→ **Task statement**
Write the next few sentences of the news article below about VAT on solar panel installation, continuing from its final sentence.

→ **Exercise text**
::::::
New EU directive is allowing member states to remove the charge for ‘supply and installation of solar panels’
The move, in the chancellor’s mini-budget – saving householders installing panels around £1,000 by removing the current 5 per cent rate – will also be allowed by the EU, they insist.
The row follows the Brexit-supporting Mr Sunak arguing that a 2019 ruling by the European Court of Justice would have prevented him from acting within the bloc.
“Thanks to Brexit, we’re no longer constrained by EU law,” he told cheering Tory MPs, adding: “We’ll abolish all the red tape imposed on us by the EU.”
Jacob Rees-Mogg then backed up the claim, tweeting after Wednesday’s spring statement: “The EU would not allow us to do this, another benefit of Brexit.”
But it has emerged that a directive, put forward by the European Council last December, is extending the current “exemption” from VAT for food, medicines and public transport.
The new list includes the “supply and installation of solar panels on and adjacent to private dwellings, housing and public and other buildings used for activities in the public interest”, the document states.
Steve Peers, a Brexit expert and law professor at the University of Essex, said of Mr Sunak’s comments: “This is untrue.
“A recently agreed amendment to EU VAT law will give member states an option for a VAT exemption for the supply and installation of solar panels.”
And the QC Jessica Simor, a specialist in EU law, said the directive will allow a VAT rate “as low as zero”, adding: “Parliament has agreed it. Council now has to rubber stamp it.”
::::::
→ **Stored data**
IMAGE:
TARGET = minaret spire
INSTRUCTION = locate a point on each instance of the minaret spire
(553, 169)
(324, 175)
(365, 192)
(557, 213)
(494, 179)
::::::
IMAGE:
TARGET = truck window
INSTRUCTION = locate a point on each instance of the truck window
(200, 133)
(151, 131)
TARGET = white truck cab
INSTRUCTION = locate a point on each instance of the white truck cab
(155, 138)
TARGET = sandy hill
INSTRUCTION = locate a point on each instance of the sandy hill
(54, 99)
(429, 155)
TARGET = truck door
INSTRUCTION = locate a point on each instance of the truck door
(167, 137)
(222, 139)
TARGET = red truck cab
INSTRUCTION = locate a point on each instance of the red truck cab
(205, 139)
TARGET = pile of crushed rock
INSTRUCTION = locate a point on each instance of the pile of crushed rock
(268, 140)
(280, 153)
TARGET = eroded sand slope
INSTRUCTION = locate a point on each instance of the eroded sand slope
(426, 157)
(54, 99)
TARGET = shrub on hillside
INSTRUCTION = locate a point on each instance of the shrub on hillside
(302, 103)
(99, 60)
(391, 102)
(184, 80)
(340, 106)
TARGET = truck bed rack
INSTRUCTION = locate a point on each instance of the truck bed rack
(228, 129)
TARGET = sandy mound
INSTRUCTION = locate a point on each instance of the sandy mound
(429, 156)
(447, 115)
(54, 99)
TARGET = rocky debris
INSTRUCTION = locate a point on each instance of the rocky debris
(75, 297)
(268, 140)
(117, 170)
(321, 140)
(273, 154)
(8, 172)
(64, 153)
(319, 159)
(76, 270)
::::::
→ **Response area**
Ministers have repeatedly made questionable claims about changes being introduced in their search for the “Brexit dividend” that voters were promised.
Mr Sunak has wrongly argued that tax-cutting freeports are only possible outside the EU, despite seven existing in the UK between the mid-1980s and 2012.
The Treasury has been asked to respond to the criticism that Mr Sunak misrepresented his new freedoms to act on green home energy improvements.
In his speech, on Wednesday, the chancellor said: “If homeowners want to install energy saving materials, at the moment only some items qualify for a 5 per cent VAT relief – and there are complex rules about who is eligible.
“The relief used to be more generous, but from 2019 the European Court of Justice required us to restrict its eligibility. But, thanks to Brexit, we’re no longer constrained by EU law.”
Green campaigners welcomed the VAT removal, also making heat pumps and loft insulation cheaper, but there was no other help to cut insulation or green energy bills.
Meanwhile, the mini-budget supported fossil fuels with a 5p cut in fuel duty and the chancellor failed even to mention the term “net zero” in his speech.